<<<<
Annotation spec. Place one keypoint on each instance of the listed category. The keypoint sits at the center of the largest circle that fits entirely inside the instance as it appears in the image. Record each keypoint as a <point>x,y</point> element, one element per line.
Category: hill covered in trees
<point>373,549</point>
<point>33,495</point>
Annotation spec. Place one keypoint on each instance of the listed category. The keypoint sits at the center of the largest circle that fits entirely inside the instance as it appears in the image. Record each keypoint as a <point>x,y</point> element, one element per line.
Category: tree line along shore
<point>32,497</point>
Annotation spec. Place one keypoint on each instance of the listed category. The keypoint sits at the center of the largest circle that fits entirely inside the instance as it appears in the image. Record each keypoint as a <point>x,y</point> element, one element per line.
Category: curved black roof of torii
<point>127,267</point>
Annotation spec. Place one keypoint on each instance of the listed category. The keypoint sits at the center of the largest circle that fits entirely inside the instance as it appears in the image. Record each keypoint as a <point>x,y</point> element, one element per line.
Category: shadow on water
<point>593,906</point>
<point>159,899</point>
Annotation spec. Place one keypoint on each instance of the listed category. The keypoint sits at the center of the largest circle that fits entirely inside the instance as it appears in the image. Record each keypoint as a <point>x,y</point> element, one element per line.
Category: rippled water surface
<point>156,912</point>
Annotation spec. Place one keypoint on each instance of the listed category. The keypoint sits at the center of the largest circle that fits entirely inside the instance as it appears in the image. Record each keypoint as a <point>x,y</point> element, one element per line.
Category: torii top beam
>>>>
> [Exercise goal]
Return all of the lines above, reproducing each one verbatim and in the original order.

> [Exercise solution]
Annotation spec. Place one keypoint on each instance of the listed category. The keypoint sits at the center of the largest circle that fits entirely inside the instance as it appears in the image. Record each keypoint as a <point>x,y</point> element, one element per line.
Category: hill covered in trees
<point>373,549</point>
<point>33,495</point>
Annotation spec. Place one keypoint on each instance of the listed category. The keypoint sits at the center of the largest circle that fits entirely inside the instance as it appears in the image. Record each keypoint as a <point>x,y</point> element, one element per line.
Category: tree line along shore
<point>32,497</point>
Annotation spec. Place one keypoint on each instance of the listed category. The keypoint sits at the center of the largest circle that fits entirely inside the instance as it appears in the image. Record each keypoint as a <point>x,y</point> element, one element per line.
Category: curved black roof of torii
<point>127,267</point>
Annotation spec. Place one keypoint on each instance of the listed category. The keypoint sits at the center of the largest circle that fits entirely inside the instance as it appears in the image. Record each keypoint as a <point>x,y</point> element, one element per line.
Category: shadow on water
<point>593,906</point>
<point>159,899</point>
Annotation spec. Place one keypoint on each instance of the listed category. The keypoint sits at the center of the largest circle that fits entirely inside the instance as it appears in the image. Record each keypoint as a <point>x,y</point> element, one element per line.
Category: rippled water surface
<point>156,912</point>
Annotation spec. Place one keypoint on each instance of the listed category. The keypoint sits at the center of the largest circle that fits entirely inside the instance as it appears in the image. Record each keypoint as a <point>x,y</point> element, one element per line.
Category: torii top beam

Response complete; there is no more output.